=== PASSAGE TO READ ===
-*-

Miss Universe Netherlands
- Formation: 2024; 2 years ago
- Type: Beauty pageant
- Headquarters: Amsterdam
- Location: Netherlands;
- Members: Miss Universe
- Official language: Dutch
- National Director: Milou Verhoeks
- Website: www.missuniversenetherlands.nl

= Miss Universe Netherlands =

Beauty pageant

Miss Universe Netherlands is a national beauty pageant which select a representative of Netherlands to the Miss Universe pageant.

==History==

In 2024, Milou Verhoeks became the national director of the Miss Universe Netherlands. Verhoeks is also the national director of Miss Beauty of the Netherlands, the beauty pageants that send Netherlands' representative to Miss Earth. Before 2024, the Miss Nederland was the beauty pageants to select the representatives to Miss Universe.

===Former pageant===
From 1929 to 1931, the Netherlands held a national pageant in Amsterdam for the first time called "Miss Holland". From 1932 to 1949 the pageant was briefly discontinued and later recommenced in 1951 by the Miss Holland Organization.

-*-

=== DATA EXCERPTS ===
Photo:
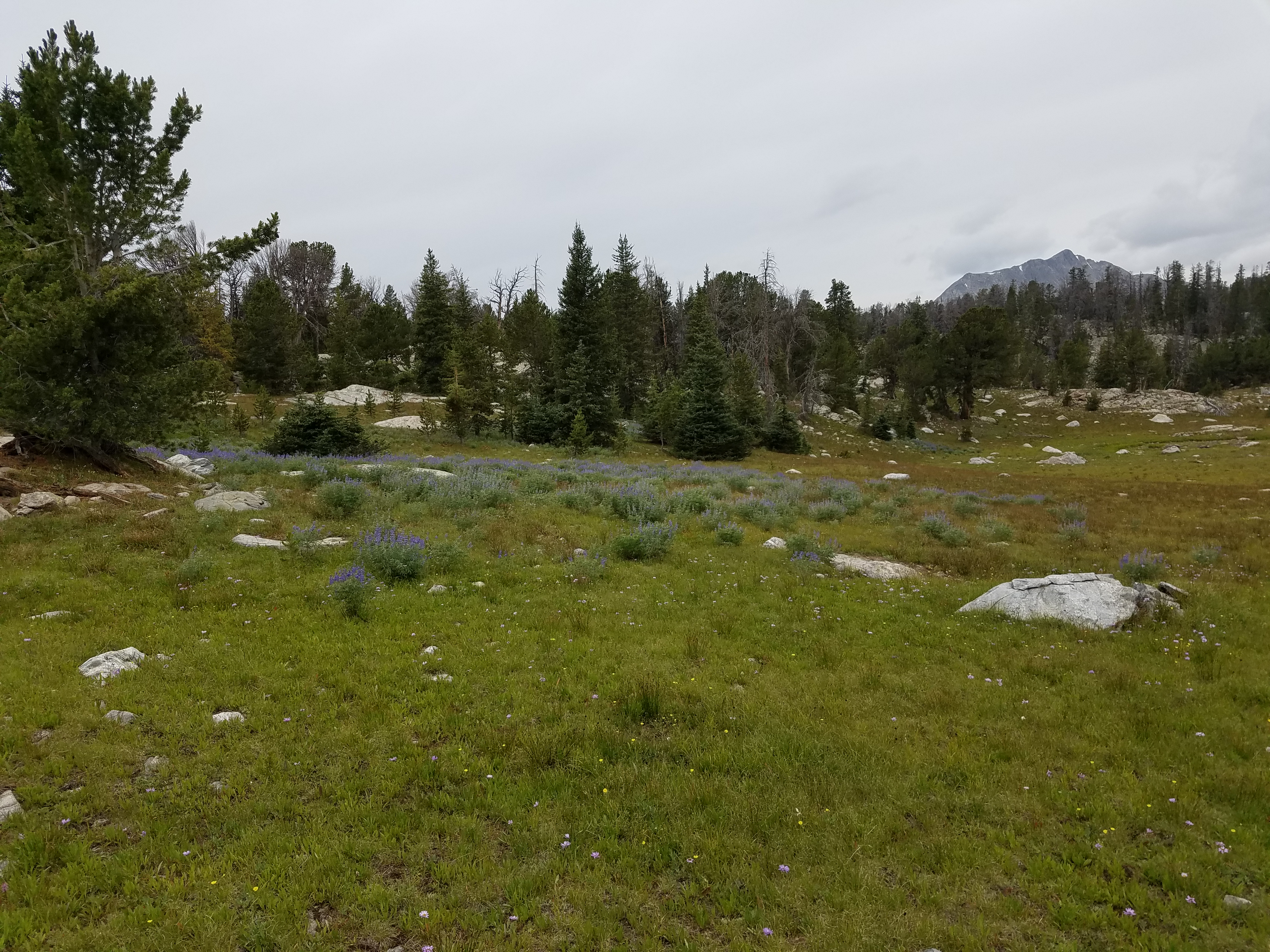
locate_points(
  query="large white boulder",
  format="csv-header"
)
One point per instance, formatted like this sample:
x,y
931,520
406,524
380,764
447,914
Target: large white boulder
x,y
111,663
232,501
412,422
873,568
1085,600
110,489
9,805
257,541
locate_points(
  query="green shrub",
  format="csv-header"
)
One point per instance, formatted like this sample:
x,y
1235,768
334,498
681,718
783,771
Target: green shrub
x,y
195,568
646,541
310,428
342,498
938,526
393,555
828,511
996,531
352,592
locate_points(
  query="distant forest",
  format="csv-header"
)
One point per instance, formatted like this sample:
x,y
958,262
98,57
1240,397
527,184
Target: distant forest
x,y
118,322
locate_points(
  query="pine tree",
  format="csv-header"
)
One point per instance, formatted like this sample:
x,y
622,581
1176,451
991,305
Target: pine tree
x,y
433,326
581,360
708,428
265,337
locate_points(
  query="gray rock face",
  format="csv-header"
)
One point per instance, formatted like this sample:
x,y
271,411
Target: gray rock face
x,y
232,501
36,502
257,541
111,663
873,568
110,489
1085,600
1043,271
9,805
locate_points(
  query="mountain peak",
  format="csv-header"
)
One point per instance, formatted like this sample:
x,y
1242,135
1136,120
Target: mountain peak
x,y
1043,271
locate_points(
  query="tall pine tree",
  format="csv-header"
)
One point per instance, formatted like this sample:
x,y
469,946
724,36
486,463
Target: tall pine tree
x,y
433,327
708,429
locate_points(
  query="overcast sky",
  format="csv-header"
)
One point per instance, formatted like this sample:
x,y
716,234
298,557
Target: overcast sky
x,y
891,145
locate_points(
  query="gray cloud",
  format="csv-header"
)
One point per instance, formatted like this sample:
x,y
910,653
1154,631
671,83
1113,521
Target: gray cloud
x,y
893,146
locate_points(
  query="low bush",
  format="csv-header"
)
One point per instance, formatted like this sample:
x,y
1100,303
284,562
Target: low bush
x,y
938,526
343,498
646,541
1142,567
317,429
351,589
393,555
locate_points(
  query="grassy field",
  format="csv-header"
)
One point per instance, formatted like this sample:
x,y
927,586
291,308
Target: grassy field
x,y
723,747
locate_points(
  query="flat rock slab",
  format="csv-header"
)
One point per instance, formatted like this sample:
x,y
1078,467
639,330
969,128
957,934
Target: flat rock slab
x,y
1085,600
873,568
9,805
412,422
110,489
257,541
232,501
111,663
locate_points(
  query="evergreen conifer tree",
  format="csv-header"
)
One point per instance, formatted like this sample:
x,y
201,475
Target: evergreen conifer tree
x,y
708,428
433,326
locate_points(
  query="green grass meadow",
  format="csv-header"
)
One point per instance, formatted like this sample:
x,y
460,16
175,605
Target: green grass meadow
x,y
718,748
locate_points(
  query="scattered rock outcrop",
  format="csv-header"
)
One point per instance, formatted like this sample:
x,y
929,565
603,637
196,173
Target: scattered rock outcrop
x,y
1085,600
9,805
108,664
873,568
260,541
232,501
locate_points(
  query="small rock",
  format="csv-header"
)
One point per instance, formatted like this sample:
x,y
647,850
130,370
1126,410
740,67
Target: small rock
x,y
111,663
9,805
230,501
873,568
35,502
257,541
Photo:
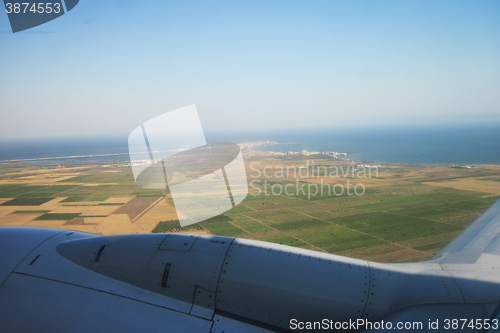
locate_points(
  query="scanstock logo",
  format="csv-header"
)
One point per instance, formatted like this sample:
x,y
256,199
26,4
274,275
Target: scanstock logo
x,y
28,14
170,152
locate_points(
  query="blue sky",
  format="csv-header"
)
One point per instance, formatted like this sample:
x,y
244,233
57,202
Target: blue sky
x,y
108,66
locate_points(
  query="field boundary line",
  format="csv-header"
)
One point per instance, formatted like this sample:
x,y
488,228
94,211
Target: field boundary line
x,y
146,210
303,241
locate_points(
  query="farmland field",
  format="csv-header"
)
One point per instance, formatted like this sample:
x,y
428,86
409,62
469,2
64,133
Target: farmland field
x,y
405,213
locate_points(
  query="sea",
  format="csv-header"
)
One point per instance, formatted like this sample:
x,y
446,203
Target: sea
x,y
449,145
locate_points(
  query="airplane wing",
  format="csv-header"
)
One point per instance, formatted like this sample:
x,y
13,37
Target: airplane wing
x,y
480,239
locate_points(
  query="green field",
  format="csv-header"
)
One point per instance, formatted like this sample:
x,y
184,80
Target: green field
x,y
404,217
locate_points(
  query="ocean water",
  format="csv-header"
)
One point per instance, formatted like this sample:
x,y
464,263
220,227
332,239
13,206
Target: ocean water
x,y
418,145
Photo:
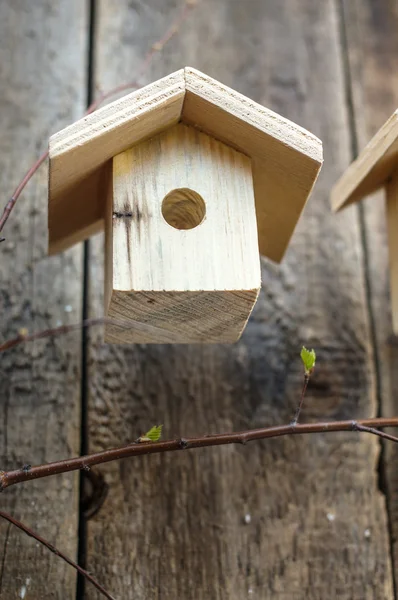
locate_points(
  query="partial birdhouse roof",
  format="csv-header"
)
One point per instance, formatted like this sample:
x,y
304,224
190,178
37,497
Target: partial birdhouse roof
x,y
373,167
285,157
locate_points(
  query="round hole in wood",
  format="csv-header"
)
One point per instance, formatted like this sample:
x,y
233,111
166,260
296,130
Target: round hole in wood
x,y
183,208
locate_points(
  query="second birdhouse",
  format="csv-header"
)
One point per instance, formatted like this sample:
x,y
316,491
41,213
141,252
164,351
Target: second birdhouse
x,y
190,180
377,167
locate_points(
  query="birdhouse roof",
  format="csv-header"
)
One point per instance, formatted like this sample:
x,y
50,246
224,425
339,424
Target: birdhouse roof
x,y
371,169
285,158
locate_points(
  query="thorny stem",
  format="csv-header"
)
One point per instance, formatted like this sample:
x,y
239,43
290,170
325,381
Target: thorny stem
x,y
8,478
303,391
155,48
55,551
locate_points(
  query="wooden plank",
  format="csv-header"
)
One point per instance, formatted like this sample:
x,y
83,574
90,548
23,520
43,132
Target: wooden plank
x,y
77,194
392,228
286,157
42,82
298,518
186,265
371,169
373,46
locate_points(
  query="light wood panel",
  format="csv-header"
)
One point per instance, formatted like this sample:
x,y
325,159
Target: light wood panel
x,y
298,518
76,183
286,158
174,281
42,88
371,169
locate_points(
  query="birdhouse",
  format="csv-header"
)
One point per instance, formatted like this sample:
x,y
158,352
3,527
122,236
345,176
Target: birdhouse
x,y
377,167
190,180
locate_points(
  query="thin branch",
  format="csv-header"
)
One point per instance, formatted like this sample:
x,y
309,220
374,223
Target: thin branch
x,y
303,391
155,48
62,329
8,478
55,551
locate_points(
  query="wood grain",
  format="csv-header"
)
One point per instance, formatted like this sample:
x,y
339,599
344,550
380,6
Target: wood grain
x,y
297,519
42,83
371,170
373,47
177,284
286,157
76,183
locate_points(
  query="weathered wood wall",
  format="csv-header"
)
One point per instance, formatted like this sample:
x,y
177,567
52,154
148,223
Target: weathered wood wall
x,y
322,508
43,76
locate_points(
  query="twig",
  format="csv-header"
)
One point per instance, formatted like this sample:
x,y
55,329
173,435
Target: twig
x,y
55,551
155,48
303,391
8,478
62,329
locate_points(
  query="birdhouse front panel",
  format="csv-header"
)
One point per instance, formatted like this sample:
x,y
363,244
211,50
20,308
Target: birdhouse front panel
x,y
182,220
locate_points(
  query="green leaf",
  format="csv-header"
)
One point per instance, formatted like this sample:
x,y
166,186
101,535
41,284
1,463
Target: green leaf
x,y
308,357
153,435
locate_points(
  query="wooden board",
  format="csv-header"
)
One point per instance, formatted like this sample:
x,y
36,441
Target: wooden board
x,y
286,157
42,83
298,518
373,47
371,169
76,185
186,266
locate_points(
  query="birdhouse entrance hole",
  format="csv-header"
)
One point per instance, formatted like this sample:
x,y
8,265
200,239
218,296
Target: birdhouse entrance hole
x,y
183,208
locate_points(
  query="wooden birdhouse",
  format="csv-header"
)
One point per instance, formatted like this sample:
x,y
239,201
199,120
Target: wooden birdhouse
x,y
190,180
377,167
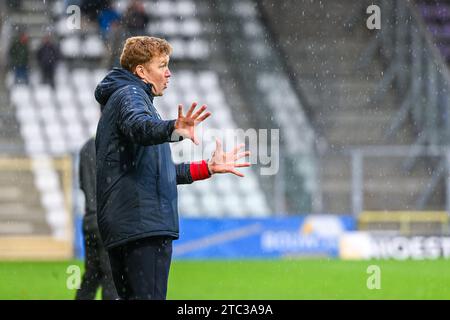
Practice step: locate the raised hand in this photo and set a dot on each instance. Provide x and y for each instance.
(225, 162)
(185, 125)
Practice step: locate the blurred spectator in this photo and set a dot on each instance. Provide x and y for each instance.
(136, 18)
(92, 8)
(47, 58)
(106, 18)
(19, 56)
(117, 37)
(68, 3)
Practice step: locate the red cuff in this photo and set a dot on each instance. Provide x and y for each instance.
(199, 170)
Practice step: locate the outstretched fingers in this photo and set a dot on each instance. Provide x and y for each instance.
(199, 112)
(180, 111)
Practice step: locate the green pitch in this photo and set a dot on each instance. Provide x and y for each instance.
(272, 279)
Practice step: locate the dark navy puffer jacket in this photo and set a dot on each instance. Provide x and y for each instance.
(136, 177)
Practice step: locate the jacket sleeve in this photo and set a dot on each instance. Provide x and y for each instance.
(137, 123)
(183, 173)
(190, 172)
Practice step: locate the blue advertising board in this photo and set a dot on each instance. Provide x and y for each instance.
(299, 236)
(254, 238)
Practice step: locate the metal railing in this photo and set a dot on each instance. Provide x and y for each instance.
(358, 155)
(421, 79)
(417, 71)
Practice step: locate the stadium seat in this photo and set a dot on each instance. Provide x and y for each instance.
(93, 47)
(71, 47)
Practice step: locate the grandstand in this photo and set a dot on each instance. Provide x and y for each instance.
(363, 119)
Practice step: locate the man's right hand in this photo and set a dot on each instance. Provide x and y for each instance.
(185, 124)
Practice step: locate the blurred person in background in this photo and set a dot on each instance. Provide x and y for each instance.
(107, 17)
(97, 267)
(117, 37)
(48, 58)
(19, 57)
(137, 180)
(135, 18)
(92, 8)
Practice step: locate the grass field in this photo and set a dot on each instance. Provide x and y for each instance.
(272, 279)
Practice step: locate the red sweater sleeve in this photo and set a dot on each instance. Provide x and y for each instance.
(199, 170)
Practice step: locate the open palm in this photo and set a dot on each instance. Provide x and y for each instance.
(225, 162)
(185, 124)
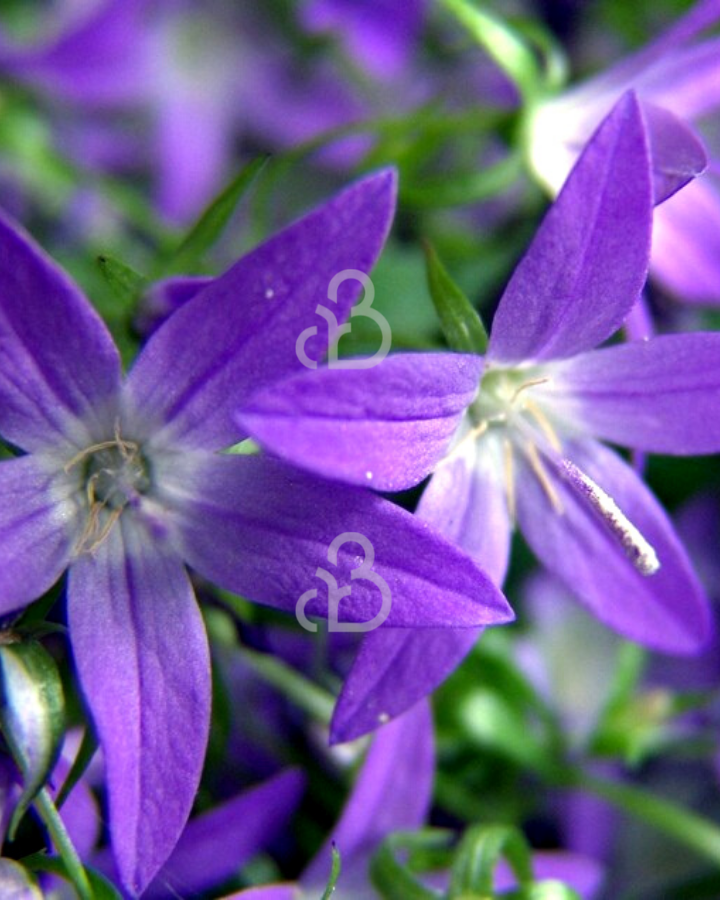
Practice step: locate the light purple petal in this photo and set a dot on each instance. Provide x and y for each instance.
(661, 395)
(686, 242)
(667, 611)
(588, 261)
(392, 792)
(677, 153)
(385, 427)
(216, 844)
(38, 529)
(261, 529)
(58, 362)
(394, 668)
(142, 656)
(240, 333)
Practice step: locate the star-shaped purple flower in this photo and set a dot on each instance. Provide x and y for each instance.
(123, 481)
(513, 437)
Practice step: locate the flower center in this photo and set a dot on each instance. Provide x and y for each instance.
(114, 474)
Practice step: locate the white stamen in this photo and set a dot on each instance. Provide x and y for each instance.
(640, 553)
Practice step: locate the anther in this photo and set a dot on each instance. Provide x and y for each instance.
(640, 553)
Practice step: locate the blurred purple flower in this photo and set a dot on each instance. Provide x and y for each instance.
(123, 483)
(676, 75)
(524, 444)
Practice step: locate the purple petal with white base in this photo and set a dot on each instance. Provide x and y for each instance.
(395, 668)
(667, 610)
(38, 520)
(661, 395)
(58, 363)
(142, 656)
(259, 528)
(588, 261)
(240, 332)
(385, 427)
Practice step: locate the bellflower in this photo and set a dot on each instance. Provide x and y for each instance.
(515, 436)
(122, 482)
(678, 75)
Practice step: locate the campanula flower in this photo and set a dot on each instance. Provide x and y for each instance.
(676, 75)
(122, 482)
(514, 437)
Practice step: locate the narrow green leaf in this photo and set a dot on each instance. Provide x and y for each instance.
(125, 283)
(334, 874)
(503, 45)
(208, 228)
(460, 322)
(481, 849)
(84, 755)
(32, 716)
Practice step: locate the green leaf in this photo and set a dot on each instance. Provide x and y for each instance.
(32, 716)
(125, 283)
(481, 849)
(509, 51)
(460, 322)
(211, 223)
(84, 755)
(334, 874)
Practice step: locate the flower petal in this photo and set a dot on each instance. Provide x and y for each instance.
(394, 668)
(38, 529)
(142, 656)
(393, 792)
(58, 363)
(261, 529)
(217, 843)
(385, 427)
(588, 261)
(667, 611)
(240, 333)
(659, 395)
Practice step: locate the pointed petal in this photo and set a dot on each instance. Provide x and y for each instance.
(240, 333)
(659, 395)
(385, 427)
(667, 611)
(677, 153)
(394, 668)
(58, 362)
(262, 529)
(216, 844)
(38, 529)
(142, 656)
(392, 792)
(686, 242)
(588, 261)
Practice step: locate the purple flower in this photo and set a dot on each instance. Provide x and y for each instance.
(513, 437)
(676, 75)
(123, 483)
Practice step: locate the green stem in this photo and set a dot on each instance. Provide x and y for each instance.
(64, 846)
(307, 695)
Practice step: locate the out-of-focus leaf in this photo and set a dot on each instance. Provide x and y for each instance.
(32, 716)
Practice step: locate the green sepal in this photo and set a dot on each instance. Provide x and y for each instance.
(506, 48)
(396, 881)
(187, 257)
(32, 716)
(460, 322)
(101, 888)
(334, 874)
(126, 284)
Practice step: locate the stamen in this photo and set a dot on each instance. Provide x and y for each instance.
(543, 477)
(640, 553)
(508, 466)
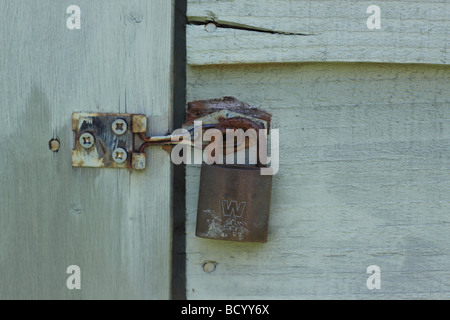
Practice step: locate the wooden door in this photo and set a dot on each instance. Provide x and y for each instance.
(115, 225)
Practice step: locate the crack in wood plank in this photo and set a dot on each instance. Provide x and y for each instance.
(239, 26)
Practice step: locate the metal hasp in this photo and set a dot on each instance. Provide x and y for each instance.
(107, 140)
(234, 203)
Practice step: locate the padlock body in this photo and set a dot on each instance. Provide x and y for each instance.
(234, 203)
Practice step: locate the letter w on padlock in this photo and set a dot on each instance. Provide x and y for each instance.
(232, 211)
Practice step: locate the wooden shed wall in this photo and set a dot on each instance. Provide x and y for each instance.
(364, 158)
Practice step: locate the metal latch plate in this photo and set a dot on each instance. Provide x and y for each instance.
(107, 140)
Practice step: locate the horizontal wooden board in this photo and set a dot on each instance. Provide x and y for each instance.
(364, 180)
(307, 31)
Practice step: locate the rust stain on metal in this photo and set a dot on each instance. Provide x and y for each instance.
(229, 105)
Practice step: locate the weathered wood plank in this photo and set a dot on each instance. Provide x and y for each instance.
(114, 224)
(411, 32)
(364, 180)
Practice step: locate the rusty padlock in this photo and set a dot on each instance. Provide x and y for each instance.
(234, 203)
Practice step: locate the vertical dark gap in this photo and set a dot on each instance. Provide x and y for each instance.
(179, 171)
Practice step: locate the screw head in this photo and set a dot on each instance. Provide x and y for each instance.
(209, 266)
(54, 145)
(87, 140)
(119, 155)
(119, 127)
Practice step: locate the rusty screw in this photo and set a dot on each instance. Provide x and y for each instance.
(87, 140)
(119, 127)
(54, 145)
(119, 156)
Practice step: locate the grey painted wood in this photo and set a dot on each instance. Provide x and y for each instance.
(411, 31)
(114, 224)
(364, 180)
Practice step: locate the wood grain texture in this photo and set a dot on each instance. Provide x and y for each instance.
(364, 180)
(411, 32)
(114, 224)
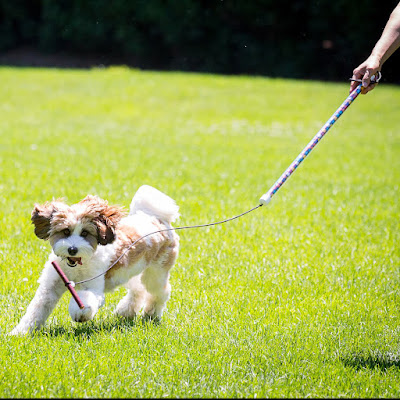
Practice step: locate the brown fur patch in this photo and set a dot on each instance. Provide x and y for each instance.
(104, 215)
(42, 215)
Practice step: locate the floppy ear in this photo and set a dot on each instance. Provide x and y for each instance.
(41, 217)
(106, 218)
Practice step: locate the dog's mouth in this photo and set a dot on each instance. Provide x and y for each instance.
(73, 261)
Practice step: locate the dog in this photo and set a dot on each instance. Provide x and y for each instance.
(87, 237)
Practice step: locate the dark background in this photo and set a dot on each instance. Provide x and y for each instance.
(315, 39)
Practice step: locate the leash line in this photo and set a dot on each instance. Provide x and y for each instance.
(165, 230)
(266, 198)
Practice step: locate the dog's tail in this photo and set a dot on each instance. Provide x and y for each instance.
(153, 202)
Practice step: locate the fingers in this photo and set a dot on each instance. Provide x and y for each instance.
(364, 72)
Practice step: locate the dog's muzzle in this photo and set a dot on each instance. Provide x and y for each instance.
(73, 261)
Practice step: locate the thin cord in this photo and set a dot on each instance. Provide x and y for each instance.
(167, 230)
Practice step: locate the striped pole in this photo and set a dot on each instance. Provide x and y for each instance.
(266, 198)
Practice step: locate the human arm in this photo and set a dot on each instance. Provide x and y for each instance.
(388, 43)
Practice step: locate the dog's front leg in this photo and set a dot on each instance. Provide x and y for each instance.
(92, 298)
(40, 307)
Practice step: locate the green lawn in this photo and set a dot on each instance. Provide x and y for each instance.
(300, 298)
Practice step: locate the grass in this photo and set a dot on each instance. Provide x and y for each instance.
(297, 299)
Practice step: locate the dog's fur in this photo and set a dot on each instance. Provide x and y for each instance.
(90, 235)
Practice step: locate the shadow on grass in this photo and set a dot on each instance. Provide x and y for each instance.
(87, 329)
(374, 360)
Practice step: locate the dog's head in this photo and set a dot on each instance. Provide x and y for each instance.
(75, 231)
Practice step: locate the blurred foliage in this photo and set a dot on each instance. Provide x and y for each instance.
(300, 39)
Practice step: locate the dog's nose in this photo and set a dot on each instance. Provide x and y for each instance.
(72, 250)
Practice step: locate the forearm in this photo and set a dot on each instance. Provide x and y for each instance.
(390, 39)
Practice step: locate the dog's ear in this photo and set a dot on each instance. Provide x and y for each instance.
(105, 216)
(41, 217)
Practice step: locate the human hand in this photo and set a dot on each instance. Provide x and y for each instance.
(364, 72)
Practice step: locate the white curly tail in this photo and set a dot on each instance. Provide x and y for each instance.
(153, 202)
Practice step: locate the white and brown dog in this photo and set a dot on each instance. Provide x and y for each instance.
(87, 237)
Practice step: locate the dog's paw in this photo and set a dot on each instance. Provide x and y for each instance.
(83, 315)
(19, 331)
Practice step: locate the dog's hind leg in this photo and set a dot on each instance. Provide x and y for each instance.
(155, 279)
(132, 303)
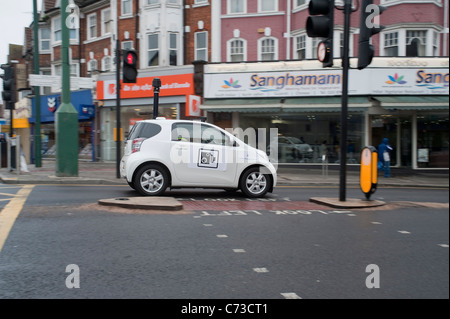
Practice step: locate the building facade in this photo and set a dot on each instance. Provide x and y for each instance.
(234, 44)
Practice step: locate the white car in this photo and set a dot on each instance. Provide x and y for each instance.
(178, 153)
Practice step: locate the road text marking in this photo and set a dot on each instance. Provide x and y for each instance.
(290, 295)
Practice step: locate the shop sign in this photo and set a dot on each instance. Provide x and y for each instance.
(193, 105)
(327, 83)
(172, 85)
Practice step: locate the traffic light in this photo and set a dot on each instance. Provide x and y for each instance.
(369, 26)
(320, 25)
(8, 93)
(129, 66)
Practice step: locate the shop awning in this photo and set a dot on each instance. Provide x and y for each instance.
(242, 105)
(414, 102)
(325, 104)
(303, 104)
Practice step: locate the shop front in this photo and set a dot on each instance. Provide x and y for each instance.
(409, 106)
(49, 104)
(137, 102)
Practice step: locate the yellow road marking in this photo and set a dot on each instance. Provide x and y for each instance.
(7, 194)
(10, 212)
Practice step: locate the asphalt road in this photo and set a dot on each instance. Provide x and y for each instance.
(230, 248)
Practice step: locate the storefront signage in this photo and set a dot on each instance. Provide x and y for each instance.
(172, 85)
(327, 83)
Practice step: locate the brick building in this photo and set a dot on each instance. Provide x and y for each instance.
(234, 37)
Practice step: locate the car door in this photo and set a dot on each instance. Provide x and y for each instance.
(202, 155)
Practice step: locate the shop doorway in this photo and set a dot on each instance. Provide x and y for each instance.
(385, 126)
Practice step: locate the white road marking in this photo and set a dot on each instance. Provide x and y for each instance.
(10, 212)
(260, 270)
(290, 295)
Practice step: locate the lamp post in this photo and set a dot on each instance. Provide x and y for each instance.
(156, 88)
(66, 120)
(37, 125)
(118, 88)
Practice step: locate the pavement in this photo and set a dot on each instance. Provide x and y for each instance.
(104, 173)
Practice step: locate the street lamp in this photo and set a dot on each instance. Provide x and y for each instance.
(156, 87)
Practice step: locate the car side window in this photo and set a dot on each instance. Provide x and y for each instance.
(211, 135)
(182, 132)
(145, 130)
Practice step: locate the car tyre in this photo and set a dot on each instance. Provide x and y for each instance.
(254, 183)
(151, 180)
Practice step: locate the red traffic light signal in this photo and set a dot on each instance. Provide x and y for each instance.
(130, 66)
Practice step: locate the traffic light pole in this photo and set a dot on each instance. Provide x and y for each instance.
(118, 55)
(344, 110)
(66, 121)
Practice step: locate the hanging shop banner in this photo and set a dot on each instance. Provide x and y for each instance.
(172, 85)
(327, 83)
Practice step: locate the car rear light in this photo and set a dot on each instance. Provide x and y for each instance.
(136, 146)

-*-

=== WHAT IS EXPECTED ===
According to the text about Miss Universe Netherlands, which other pageant does Milou Verhoeks direct, the one that sends the Netherlands' representative to Miss Earth?

=== CORRECT RESPONSE ===
Miss Beauty of the Netherlands.